* Written task
Using the records below, copy out exactly the line that contains "[point] tree line" and every line that follows it, up to and including the last, and no others.

* Records for this exercise
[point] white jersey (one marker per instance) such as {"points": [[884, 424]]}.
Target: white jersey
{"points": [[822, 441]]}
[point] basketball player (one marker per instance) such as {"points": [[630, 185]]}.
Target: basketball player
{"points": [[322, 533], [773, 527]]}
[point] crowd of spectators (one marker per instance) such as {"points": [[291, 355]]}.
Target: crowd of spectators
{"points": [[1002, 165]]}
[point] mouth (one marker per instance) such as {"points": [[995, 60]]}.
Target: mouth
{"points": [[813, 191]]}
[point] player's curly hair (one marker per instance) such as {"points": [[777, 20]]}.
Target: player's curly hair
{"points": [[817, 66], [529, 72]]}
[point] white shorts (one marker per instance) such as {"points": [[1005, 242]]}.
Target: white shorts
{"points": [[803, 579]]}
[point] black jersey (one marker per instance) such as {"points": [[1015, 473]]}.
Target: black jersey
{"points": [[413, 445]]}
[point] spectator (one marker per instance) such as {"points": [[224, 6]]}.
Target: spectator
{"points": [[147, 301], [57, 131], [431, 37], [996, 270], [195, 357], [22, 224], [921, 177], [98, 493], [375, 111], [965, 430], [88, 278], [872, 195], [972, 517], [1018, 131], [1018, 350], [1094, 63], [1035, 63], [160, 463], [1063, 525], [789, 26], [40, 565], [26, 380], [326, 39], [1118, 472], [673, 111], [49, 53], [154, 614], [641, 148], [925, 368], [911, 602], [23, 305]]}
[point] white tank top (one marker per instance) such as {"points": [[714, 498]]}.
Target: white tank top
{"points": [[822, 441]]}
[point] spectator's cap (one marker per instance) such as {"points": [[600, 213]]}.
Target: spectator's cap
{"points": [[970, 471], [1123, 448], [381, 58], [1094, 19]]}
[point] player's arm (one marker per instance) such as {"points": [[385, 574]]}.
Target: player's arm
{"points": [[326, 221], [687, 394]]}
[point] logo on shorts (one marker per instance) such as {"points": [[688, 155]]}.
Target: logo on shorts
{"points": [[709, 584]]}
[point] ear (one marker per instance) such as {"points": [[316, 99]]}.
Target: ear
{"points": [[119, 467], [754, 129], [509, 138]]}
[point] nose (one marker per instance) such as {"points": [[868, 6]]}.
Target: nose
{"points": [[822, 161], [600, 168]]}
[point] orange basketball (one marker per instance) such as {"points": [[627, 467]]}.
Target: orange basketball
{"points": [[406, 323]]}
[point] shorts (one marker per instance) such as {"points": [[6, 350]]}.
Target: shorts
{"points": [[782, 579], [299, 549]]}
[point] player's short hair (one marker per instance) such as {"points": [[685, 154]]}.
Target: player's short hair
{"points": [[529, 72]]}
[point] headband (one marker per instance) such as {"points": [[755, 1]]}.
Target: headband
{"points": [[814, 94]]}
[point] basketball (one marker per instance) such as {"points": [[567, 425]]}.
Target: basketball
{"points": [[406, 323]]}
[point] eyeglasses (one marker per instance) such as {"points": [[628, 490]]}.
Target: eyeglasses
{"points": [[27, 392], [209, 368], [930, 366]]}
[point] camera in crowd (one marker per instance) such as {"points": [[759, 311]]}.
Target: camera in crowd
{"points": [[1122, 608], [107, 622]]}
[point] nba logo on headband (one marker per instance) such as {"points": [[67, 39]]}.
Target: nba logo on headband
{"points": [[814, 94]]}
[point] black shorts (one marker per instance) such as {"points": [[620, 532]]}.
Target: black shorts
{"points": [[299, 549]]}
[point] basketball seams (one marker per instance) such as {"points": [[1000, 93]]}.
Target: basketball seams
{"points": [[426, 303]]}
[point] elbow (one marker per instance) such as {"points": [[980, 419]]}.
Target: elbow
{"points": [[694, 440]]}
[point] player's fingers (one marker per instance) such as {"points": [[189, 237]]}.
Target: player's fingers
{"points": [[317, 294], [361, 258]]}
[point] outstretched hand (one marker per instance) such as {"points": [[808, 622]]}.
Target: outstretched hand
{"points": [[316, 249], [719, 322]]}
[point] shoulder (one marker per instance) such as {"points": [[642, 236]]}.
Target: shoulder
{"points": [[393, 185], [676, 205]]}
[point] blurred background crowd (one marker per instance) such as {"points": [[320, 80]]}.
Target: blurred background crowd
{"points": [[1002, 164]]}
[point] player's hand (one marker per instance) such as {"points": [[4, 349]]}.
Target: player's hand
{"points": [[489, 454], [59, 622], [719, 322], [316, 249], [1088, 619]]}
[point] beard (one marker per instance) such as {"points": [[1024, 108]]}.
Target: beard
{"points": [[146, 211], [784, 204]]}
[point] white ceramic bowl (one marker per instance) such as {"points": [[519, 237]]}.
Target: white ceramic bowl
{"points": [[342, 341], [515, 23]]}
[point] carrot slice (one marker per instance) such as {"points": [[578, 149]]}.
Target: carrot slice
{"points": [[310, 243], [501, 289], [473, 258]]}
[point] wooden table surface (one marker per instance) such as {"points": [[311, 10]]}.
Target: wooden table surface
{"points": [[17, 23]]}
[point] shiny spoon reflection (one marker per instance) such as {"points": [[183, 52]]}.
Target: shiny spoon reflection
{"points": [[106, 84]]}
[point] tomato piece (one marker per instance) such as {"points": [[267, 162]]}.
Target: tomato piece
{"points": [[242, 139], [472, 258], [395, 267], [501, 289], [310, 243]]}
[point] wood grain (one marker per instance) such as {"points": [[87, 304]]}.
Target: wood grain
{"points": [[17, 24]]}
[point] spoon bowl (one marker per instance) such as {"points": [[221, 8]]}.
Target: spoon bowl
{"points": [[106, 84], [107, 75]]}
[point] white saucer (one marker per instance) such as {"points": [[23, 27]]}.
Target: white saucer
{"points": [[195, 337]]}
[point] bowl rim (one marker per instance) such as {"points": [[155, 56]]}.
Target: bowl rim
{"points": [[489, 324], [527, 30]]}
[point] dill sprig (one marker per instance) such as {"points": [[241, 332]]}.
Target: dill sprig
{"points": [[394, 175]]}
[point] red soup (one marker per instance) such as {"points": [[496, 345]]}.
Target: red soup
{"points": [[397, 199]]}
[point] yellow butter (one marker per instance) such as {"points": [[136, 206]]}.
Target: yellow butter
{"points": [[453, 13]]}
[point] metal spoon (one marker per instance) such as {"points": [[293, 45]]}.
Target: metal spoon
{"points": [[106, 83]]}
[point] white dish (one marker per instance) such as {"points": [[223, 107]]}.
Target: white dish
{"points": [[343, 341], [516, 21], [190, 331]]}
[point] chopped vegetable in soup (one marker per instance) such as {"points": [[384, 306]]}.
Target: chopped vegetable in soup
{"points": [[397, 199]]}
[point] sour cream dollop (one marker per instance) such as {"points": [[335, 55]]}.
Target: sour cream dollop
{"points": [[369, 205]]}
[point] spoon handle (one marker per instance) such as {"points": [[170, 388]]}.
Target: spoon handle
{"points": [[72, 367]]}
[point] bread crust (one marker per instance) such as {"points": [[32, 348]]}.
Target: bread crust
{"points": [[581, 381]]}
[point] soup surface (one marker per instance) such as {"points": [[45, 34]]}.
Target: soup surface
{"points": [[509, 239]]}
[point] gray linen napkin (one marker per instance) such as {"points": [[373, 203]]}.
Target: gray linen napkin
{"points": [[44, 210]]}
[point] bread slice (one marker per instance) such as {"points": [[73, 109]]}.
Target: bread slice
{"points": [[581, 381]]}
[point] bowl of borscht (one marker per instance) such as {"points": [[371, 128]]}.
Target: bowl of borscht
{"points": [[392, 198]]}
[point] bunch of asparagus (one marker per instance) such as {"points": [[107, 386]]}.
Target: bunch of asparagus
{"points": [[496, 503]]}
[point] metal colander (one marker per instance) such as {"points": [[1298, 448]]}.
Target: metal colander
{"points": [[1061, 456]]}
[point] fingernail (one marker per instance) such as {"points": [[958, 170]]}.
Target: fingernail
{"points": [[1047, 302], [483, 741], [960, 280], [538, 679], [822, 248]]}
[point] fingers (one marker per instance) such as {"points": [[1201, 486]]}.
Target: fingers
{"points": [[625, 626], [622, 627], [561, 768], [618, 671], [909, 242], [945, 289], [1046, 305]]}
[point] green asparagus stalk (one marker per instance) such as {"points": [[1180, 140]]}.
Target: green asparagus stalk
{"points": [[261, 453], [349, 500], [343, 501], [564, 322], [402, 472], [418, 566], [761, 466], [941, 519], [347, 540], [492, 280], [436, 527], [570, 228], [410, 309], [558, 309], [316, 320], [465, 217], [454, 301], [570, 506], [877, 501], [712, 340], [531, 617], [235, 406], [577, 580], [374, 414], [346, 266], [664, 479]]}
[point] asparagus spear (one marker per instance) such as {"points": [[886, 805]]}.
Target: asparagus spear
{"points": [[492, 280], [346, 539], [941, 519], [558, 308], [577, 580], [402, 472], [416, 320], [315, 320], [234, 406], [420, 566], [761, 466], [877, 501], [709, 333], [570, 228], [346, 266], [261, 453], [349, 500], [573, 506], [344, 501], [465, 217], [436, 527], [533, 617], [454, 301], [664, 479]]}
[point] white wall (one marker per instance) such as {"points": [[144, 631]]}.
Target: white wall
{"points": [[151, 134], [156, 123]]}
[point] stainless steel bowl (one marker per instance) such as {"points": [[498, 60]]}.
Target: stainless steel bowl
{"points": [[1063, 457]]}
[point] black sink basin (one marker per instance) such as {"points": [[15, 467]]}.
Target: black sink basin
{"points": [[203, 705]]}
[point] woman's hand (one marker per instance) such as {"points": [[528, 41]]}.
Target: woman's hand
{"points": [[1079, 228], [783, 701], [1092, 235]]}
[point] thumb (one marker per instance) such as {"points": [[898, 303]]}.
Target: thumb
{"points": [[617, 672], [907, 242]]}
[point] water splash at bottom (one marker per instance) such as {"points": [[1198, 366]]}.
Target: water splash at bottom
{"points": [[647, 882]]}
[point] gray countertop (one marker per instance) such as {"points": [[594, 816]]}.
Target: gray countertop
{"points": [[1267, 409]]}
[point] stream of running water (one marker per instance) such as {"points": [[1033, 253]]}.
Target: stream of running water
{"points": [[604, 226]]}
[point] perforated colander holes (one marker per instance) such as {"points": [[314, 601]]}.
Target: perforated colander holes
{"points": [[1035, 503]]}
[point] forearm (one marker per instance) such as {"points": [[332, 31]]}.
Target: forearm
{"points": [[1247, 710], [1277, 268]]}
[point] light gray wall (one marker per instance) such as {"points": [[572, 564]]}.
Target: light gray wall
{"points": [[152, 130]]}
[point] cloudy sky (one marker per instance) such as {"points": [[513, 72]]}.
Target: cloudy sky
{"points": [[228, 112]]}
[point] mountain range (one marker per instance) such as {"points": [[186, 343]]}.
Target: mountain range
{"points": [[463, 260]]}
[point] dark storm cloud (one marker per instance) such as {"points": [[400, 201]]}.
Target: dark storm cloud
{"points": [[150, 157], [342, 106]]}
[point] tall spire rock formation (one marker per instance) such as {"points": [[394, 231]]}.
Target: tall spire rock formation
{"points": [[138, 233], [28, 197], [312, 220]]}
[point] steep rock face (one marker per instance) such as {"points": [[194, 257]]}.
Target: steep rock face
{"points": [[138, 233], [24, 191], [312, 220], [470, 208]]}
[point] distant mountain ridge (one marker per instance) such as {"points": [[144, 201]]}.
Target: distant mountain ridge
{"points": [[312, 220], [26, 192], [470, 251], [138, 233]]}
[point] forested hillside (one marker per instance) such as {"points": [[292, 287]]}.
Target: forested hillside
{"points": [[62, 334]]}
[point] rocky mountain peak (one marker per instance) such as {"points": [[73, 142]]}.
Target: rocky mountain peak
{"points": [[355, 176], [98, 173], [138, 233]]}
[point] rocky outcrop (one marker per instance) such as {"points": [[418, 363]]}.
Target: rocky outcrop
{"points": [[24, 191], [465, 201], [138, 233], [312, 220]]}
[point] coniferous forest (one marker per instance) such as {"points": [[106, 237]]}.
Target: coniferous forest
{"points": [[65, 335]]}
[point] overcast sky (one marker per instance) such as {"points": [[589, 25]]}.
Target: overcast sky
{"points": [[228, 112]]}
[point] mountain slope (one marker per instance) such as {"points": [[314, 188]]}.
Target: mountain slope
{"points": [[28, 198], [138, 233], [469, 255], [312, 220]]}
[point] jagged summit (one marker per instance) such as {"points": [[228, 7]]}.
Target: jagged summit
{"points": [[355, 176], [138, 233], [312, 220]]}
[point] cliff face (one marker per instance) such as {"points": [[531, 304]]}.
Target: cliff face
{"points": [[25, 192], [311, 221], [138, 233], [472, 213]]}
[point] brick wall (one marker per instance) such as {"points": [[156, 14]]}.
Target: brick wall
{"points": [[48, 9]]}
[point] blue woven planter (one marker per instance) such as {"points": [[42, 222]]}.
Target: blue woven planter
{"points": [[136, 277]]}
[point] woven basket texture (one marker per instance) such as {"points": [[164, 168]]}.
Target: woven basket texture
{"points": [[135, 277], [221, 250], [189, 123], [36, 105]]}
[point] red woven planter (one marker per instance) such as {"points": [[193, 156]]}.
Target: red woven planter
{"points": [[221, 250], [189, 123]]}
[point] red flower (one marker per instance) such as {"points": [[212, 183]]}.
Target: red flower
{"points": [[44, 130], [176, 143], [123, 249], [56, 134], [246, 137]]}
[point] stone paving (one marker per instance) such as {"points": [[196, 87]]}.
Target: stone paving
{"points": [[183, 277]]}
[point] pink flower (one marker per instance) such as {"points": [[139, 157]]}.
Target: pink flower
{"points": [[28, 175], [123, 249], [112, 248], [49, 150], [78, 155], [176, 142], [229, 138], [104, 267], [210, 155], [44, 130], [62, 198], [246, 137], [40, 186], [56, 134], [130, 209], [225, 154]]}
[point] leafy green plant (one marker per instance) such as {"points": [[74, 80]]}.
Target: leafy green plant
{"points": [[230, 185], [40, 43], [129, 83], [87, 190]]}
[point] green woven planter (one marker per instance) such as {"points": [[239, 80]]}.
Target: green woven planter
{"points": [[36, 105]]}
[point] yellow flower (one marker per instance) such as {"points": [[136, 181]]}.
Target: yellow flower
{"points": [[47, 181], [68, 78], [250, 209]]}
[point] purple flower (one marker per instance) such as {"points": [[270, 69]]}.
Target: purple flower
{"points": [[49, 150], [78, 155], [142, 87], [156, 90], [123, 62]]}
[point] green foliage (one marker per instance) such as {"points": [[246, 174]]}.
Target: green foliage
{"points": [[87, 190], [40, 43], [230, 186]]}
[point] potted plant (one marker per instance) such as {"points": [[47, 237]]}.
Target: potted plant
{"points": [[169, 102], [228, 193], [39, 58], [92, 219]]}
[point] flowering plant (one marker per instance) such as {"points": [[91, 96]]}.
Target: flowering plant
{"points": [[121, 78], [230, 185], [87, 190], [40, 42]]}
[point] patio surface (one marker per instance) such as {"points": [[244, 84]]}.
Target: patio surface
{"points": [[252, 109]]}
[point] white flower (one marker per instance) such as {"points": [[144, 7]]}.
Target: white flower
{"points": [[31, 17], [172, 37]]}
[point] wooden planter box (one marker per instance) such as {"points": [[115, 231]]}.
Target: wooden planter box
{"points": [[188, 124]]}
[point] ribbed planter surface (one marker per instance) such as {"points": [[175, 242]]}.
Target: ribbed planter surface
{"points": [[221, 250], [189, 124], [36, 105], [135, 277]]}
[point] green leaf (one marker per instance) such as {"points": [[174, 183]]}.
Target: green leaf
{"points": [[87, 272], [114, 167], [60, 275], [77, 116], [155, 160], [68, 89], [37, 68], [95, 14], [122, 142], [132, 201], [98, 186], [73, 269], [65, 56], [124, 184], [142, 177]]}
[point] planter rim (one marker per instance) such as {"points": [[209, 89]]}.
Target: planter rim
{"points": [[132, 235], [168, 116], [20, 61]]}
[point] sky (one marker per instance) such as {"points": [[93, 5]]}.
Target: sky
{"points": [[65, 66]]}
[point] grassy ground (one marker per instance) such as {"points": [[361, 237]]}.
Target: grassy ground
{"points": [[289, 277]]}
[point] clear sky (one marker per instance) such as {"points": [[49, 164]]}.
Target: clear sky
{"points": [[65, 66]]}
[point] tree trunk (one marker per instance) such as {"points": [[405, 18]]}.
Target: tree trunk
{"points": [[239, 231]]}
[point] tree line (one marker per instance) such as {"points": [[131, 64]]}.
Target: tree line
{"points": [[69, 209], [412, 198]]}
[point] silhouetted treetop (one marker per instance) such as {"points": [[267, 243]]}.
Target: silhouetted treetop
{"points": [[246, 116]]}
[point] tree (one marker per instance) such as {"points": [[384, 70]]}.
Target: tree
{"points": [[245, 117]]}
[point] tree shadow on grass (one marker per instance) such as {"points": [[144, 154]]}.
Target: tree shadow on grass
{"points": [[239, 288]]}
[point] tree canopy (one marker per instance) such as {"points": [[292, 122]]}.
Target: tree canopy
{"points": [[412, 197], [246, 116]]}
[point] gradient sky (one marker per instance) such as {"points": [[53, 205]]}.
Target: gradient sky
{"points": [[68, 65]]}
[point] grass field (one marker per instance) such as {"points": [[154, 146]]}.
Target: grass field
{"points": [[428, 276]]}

* Correct answer
[point] tree line (one marker per instance) such as {"points": [[131, 64]]}.
Target: tree line
{"points": [[69, 209], [412, 198]]}
[point] silhouetted treetop (one marker per instance) such as {"points": [[267, 243]]}.
Target: silhouetted treetop
{"points": [[246, 116]]}
[point] tree (one marker per instance) such as {"points": [[384, 70]]}.
Target: tree
{"points": [[245, 117]]}
[point] tree shadow on grass (one marker per instance) such as {"points": [[144, 154]]}.
Target: tree shadow on grass
{"points": [[239, 288]]}
[point] tree canopy (one marker per instance) such as {"points": [[292, 122]]}.
Target: tree canopy
{"points": [[412, 197], [246, 116]]}
[point] gradient sky (one marker per instance) such as {"points": [[53, 205]]}.
Target: gradient sky
{"points": [[68, 65]]}
[point] grass field (one marker per instance) such as {"points": [[154, 146]]}.
Target: grass field
{"points": [[428, 276]]}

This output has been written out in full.